◆ **WORK TASK**
Once the line holding "point: calm sea" is found in the listing below, write it out and each later line exactly, up to and including the one holding "point: dark cloud".

◆ **SUPPLIED RECORDS**

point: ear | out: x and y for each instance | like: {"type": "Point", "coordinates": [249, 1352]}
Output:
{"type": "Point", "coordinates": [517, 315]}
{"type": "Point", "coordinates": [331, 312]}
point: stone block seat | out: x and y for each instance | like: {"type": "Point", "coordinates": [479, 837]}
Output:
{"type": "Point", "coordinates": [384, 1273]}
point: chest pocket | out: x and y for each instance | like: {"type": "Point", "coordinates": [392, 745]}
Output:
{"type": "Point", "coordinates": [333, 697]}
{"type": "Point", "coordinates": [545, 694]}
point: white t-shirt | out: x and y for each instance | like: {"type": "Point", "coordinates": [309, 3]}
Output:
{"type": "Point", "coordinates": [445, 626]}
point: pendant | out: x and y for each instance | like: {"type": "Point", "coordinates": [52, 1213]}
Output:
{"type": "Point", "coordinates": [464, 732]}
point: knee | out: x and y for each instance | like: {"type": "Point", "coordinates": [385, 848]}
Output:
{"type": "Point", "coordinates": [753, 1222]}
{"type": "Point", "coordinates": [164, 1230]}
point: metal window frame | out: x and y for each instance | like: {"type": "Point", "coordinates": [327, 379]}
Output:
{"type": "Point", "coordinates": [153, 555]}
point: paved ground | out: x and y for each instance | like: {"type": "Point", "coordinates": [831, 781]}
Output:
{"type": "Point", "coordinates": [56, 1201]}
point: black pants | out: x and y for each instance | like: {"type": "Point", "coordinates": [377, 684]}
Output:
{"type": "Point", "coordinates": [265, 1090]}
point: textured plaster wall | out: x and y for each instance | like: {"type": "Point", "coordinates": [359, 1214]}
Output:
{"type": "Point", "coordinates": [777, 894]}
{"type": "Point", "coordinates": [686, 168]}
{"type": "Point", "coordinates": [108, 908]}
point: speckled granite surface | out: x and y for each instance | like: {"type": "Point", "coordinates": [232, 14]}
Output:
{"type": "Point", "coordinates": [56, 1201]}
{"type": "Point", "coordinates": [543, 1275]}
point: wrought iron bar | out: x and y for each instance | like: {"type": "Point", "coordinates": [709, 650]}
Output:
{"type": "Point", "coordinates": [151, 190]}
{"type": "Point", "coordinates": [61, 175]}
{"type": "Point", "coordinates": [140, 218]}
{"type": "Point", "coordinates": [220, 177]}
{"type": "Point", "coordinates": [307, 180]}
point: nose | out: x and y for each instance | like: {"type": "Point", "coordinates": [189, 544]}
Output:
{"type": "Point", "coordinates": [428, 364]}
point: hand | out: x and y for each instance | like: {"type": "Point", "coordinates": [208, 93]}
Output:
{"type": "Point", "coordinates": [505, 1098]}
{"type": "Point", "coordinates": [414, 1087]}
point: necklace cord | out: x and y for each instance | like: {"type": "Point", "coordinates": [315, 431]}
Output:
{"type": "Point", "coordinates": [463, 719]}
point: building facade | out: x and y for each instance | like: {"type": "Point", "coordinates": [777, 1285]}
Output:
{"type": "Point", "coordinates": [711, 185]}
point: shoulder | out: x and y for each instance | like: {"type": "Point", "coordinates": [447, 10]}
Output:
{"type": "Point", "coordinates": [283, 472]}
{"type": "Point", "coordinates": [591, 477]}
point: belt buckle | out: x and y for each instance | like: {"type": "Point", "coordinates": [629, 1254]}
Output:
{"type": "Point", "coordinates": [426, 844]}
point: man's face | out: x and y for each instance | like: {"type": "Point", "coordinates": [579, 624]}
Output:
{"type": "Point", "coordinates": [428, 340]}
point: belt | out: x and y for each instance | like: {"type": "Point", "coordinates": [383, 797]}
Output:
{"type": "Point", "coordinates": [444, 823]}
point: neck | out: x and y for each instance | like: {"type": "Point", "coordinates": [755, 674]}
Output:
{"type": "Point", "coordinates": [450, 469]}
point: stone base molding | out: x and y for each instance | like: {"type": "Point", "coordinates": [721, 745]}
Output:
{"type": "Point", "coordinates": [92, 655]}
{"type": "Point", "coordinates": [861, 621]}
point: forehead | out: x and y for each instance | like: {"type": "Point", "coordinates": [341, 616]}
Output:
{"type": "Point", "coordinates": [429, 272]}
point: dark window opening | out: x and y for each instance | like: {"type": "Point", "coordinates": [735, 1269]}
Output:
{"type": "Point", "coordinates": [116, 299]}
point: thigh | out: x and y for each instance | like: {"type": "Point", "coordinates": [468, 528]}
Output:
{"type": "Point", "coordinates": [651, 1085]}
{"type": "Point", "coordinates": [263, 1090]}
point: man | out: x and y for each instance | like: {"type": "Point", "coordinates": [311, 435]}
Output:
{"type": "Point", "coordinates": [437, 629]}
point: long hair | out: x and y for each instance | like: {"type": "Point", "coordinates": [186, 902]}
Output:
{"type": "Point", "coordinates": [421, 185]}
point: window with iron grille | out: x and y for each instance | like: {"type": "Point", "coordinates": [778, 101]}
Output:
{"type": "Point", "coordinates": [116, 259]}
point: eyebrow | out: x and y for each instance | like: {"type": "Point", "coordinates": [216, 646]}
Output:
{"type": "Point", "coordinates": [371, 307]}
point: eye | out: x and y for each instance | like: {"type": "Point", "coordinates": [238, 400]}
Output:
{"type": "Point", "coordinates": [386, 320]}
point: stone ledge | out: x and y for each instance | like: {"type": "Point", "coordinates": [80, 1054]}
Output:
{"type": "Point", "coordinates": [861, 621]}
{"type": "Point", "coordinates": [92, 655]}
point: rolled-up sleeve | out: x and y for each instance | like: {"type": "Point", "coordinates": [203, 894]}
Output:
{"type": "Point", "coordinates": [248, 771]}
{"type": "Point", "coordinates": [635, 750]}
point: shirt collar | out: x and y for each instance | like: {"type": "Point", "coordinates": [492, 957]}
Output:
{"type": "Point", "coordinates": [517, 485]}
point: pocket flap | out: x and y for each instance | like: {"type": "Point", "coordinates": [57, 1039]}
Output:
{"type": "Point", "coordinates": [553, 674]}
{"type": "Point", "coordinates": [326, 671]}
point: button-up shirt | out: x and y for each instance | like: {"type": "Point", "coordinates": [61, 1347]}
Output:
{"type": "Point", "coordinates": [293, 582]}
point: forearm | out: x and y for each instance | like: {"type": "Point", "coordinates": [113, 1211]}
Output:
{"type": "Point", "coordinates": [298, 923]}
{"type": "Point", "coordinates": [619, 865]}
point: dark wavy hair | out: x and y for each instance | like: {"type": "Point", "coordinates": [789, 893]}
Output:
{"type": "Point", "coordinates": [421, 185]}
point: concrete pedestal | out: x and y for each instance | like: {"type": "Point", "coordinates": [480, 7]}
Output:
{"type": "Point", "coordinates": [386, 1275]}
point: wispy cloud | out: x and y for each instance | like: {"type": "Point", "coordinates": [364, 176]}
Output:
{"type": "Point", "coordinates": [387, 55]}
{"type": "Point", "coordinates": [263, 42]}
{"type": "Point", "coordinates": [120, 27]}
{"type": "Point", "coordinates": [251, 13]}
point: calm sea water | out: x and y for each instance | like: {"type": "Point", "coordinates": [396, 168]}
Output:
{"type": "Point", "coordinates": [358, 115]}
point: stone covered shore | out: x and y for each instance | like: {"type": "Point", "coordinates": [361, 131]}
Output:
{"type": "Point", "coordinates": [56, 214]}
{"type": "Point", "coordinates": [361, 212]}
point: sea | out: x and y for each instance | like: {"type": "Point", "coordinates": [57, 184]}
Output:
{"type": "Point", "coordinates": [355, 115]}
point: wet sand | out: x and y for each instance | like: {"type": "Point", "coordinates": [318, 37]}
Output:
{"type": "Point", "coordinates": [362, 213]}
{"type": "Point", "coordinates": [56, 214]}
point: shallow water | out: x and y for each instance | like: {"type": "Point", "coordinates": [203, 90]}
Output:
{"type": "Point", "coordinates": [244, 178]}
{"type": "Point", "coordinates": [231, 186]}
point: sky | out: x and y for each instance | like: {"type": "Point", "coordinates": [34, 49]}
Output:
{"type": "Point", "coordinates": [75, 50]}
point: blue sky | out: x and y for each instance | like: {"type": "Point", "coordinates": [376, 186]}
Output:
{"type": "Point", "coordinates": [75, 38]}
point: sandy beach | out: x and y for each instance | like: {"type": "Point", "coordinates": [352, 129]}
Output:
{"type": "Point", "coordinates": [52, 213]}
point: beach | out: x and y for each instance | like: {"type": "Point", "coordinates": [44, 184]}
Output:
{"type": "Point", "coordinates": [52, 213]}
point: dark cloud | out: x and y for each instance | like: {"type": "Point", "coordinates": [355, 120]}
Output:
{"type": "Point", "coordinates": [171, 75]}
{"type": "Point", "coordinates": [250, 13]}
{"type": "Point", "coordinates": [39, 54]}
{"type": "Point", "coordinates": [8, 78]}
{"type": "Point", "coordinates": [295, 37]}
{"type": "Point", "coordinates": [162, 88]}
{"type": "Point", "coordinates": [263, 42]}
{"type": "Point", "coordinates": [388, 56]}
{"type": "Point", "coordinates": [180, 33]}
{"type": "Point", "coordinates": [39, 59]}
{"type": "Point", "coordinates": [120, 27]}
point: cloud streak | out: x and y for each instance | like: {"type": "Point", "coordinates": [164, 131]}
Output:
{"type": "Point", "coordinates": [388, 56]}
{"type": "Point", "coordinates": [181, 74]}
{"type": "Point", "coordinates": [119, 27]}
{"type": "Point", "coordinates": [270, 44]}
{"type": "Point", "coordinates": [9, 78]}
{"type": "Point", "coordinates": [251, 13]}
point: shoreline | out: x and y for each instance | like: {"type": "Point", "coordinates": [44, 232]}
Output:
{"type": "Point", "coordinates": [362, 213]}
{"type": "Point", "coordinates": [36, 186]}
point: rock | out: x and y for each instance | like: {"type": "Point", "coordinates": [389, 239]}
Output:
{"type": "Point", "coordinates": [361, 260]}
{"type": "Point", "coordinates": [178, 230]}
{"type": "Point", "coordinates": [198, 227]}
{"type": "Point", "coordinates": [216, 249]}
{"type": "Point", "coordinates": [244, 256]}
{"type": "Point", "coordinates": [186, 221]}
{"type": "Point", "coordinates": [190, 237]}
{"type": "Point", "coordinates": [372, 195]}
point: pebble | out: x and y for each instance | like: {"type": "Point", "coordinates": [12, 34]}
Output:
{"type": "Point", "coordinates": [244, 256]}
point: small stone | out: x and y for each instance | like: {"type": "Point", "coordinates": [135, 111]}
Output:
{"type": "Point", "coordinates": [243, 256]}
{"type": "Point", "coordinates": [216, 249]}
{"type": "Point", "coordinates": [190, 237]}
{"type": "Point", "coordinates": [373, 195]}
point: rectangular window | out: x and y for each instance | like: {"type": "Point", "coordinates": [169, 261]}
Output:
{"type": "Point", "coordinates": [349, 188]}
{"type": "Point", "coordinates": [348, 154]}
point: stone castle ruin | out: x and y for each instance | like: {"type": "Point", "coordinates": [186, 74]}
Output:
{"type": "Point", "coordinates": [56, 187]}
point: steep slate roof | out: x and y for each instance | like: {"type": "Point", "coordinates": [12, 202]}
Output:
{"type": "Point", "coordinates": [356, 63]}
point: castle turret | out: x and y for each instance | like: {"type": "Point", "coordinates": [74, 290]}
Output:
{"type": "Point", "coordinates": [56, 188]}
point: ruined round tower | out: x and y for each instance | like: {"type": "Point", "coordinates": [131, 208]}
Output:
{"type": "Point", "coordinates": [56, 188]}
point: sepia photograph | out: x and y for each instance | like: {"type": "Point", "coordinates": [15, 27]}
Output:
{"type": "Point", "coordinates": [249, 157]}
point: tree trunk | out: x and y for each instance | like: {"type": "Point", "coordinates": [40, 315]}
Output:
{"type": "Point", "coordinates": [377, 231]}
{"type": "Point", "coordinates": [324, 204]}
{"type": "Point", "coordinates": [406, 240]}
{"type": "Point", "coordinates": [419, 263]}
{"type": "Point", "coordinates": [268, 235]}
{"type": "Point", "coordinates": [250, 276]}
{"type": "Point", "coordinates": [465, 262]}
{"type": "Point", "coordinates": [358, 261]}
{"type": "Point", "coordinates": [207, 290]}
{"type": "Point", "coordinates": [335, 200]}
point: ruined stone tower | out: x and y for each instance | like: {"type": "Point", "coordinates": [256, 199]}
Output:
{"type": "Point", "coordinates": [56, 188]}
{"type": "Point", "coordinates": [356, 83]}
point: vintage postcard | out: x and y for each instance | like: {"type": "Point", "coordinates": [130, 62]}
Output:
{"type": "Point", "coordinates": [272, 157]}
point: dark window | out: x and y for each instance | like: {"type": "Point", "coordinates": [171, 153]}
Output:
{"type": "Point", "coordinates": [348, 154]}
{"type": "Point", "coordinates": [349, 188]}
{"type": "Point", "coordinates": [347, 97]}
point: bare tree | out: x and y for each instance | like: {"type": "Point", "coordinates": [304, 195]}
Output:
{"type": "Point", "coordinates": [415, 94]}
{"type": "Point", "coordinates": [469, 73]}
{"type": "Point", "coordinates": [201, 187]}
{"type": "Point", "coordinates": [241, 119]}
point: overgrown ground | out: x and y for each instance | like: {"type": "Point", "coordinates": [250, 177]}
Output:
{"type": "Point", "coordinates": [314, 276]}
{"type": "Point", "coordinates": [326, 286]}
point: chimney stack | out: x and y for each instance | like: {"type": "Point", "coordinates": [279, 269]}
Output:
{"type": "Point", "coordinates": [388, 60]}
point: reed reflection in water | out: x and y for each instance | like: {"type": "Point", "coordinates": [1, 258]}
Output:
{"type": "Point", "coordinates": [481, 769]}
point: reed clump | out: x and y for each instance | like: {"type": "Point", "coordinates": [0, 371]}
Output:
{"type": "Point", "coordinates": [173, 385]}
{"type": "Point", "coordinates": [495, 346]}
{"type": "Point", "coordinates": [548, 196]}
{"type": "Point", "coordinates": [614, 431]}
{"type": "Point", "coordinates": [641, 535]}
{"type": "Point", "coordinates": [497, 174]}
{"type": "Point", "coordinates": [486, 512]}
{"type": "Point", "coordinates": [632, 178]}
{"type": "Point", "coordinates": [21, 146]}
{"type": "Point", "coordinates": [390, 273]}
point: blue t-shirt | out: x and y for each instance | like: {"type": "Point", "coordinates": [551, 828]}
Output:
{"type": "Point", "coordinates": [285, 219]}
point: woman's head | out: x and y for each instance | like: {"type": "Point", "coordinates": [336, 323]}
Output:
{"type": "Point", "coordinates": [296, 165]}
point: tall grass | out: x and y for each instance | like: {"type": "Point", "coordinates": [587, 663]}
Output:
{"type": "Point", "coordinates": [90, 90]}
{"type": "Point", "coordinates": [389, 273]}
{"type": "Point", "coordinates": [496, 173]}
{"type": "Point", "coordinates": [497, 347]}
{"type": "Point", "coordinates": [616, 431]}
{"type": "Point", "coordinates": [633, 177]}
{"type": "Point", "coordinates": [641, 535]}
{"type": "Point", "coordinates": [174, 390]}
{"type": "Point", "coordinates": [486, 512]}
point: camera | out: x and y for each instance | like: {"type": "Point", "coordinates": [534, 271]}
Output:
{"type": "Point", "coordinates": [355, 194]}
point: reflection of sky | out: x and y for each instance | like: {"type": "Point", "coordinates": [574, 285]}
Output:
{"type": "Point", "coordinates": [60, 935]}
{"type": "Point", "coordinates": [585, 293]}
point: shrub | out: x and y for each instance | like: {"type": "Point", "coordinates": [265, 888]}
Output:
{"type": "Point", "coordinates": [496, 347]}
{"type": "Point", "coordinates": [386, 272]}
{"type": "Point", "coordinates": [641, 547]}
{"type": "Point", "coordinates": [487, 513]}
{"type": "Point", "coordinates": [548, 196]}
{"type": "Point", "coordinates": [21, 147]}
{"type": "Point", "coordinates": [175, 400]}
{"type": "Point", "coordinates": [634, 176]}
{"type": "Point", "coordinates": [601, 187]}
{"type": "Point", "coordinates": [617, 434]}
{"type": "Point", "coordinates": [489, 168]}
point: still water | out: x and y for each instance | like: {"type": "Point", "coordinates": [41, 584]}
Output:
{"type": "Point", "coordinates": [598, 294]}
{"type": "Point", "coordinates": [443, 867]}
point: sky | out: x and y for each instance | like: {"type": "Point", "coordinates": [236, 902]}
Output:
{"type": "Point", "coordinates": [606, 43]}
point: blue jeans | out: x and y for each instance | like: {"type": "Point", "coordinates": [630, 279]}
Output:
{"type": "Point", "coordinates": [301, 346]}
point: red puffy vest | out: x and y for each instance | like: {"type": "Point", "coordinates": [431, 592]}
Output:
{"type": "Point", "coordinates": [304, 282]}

◆ **YOUR SOLUTION**
point: calm sea water | out: x and y for each instance | like: {"type": "Point", "coordinates": [396, 168]}
Output:
{"type": "Point", "coordinates": [358, 115]}
point: stone covered shore | out: x and y for each instance | like: {"type": "Point", "coordinates": [361, 131]}
Output:
{"type": "Point", "coordinates": [56, 214]}
{"type": "Point", "coordinates": [361, 212]}
point: sea | out: x and y for each instance | like: {"type": "Point", "coordinates": [57, 184]}
Output:
{"type": "Point", "coordinates": [355, 115]}
point: wet sand | out: x and y for each instance | like: {"type": "Point", "coordinates": [318, 37]}
Output:
{"type": "Point", "coordinates": [362, 213]}
{"type": "Point", "coordinates": [56, 214]}
point: shallow water | out: x and y for each instance | like: {"type": "Point", "coordinates": [203, 90]}
Output:
{"type": "Point", "coordinates": [244, 178]}
{"type": "Point", "coordinates": [231, 186]}
point: sky | out: x and y for each instance | like: {"type": "Point", "coordinates": [34, 49]}
Output:
{"type": "Point", "coordinates": [75, 50]}
point: blue sky | out: x and y for each instance | like: {"type": "Point", "coordinates": [376, 186]}
Output:
{"type": "Point", "coordinates": [75, 38]}
point: sandy beach | out: x and y for each instance | like: {"type": "Point", "coordinates": [352, 129]}
Output:
{"type": "Point", "coordinates": [52, 213]}
point: beach | out: x and y for each instance | like: {"type": "Point", "coordinates": [44, 184]}
Output:
{"type": "Point", "coordinates": [52, 213]}
point: dark cloud | out: x and y for each instance | like: {"type": "Point", "coordinates": [355, 120]}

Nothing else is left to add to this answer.